Excerpts from point annotation data:
-*-

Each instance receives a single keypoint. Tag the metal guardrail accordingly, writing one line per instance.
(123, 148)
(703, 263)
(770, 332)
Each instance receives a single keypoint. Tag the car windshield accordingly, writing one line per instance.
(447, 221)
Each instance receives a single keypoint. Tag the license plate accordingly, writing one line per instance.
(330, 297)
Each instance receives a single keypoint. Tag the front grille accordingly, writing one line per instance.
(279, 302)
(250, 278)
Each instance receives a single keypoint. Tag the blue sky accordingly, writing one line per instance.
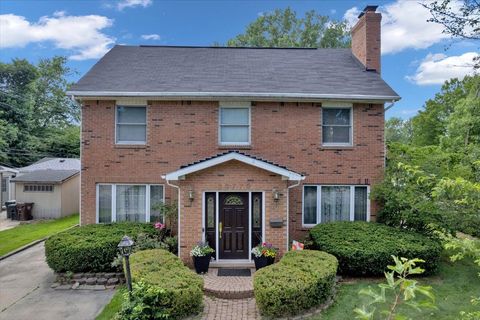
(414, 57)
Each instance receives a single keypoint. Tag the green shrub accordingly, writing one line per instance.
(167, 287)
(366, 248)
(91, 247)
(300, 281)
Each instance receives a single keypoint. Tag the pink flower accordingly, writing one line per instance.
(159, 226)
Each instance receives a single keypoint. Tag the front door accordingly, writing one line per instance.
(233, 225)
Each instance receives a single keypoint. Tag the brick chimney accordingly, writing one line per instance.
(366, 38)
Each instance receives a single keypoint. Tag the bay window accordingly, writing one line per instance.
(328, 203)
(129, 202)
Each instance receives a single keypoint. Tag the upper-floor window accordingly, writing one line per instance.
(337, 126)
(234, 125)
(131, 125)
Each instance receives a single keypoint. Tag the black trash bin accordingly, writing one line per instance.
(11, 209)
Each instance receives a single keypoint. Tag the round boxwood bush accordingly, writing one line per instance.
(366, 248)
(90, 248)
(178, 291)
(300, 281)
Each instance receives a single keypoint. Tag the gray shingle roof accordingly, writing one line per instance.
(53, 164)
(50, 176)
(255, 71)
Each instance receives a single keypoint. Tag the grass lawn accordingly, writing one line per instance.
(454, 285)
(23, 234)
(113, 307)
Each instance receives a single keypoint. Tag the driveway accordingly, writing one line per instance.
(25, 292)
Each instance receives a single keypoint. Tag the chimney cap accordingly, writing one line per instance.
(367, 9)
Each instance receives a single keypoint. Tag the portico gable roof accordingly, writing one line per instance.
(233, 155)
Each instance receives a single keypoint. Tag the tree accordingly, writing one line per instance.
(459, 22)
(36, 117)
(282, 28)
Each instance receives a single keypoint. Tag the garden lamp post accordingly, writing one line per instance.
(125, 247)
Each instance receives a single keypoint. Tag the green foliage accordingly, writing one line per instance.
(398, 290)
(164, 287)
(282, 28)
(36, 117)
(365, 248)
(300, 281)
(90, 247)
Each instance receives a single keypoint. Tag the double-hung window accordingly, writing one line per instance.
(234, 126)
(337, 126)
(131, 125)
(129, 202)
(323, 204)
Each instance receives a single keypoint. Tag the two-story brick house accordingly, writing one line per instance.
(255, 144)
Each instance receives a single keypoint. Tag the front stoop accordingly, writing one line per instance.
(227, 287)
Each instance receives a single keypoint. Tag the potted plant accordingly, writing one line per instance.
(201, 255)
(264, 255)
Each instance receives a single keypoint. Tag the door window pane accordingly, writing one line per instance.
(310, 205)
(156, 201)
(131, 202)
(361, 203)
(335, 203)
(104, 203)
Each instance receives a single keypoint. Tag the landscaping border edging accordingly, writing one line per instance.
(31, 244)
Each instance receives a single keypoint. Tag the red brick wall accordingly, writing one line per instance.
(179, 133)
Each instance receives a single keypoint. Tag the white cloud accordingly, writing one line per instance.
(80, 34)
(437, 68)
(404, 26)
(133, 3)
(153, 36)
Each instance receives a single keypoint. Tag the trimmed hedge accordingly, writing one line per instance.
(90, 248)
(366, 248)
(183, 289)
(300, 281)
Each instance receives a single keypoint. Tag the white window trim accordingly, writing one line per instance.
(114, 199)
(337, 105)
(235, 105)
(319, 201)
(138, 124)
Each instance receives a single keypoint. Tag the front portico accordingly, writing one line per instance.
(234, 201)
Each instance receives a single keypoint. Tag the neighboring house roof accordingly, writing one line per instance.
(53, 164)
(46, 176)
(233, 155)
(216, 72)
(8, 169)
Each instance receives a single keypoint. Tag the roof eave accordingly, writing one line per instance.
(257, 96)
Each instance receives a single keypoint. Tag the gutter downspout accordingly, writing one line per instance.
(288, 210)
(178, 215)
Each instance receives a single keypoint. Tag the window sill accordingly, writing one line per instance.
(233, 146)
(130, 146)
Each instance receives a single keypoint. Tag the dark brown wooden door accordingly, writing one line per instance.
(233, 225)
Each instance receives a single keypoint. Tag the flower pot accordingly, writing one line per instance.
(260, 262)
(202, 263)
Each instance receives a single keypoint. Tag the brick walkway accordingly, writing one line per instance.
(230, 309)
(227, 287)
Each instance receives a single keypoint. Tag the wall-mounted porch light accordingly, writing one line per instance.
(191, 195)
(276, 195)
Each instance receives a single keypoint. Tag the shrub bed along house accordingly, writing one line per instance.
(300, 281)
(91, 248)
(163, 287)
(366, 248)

-*-

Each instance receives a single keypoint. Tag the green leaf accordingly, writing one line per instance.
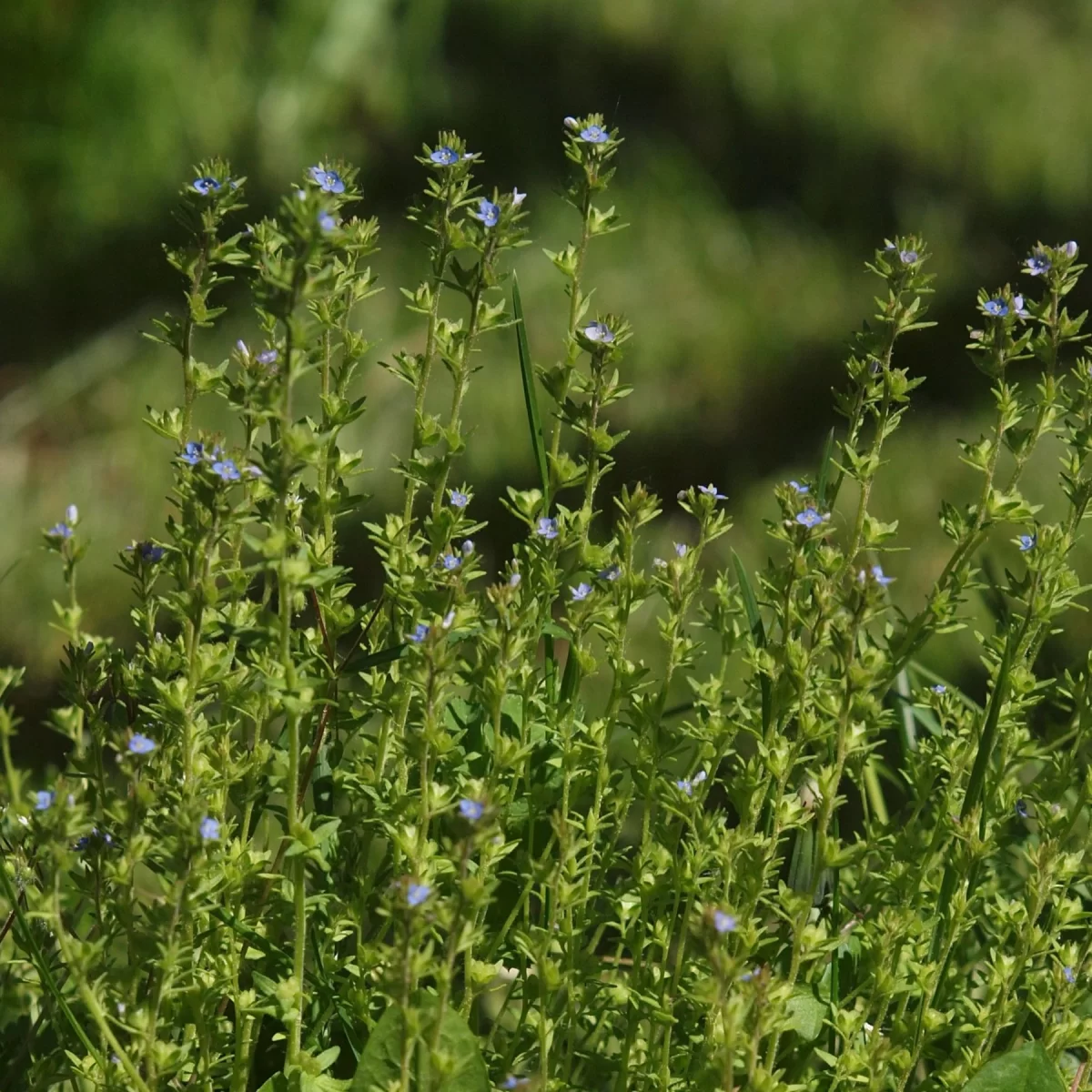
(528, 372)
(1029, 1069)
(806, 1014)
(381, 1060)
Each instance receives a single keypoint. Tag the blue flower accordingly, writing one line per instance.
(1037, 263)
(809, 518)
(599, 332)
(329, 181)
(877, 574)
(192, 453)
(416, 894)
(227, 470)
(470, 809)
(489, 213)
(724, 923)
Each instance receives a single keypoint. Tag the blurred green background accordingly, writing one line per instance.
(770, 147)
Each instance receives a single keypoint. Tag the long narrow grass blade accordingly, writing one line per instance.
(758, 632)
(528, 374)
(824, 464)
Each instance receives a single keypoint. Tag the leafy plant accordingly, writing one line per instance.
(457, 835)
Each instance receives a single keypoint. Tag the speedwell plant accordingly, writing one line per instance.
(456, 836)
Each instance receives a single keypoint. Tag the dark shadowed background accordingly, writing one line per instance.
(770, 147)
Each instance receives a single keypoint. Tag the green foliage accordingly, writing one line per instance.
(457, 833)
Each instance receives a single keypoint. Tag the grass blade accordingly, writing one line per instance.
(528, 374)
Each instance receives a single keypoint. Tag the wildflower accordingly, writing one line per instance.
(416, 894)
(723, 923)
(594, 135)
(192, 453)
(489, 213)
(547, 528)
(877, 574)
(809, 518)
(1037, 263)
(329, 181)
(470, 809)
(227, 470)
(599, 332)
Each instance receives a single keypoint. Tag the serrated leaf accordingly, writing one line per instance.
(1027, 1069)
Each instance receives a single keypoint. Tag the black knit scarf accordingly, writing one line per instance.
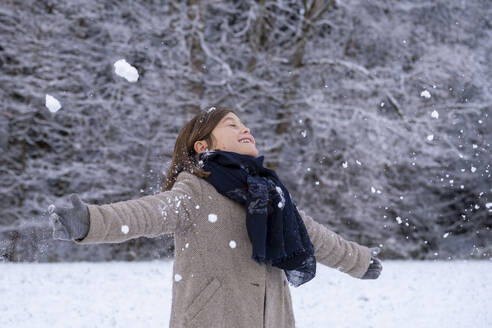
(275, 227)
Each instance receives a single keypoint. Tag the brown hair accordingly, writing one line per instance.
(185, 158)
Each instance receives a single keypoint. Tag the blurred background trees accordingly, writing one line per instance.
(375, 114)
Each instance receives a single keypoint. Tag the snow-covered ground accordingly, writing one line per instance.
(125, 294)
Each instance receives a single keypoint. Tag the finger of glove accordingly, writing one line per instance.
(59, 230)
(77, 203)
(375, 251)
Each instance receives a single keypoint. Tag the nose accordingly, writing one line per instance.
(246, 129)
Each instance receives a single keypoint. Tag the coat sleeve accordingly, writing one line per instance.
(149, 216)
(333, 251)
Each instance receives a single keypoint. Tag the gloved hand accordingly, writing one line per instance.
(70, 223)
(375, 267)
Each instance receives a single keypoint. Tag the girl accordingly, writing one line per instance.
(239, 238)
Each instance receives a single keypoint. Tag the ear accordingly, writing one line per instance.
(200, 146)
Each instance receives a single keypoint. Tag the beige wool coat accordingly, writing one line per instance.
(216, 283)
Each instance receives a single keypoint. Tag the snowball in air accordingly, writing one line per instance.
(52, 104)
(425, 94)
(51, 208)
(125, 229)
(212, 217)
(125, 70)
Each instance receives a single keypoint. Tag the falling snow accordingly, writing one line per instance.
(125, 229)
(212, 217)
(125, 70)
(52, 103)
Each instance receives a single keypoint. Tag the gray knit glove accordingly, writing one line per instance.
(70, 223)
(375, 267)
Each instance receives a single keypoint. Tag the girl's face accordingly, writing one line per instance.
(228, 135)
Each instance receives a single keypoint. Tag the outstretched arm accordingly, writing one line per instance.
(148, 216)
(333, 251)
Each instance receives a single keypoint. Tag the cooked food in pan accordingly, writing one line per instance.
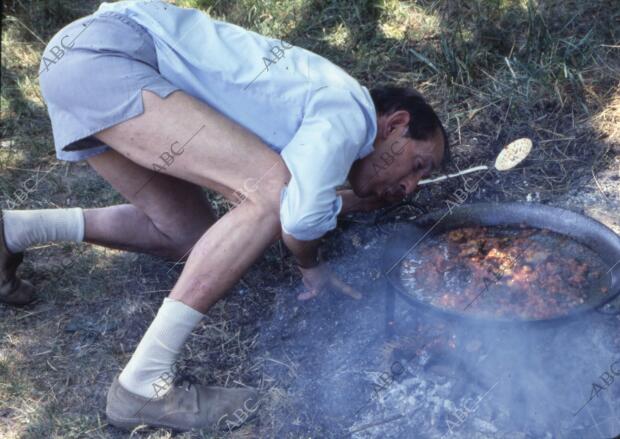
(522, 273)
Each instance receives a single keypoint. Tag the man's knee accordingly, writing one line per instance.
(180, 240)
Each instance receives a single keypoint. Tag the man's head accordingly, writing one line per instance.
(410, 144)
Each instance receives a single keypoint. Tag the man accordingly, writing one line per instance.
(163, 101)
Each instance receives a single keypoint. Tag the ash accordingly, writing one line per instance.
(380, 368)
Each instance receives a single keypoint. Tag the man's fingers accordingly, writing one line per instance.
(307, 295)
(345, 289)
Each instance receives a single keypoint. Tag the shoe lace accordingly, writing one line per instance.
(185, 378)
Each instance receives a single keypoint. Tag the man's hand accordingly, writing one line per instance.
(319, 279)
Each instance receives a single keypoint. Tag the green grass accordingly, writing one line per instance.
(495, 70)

-*-

-- What you should do --
Count the lines in the listing that contain the string "chimney". Give only the number.

-- Result --
2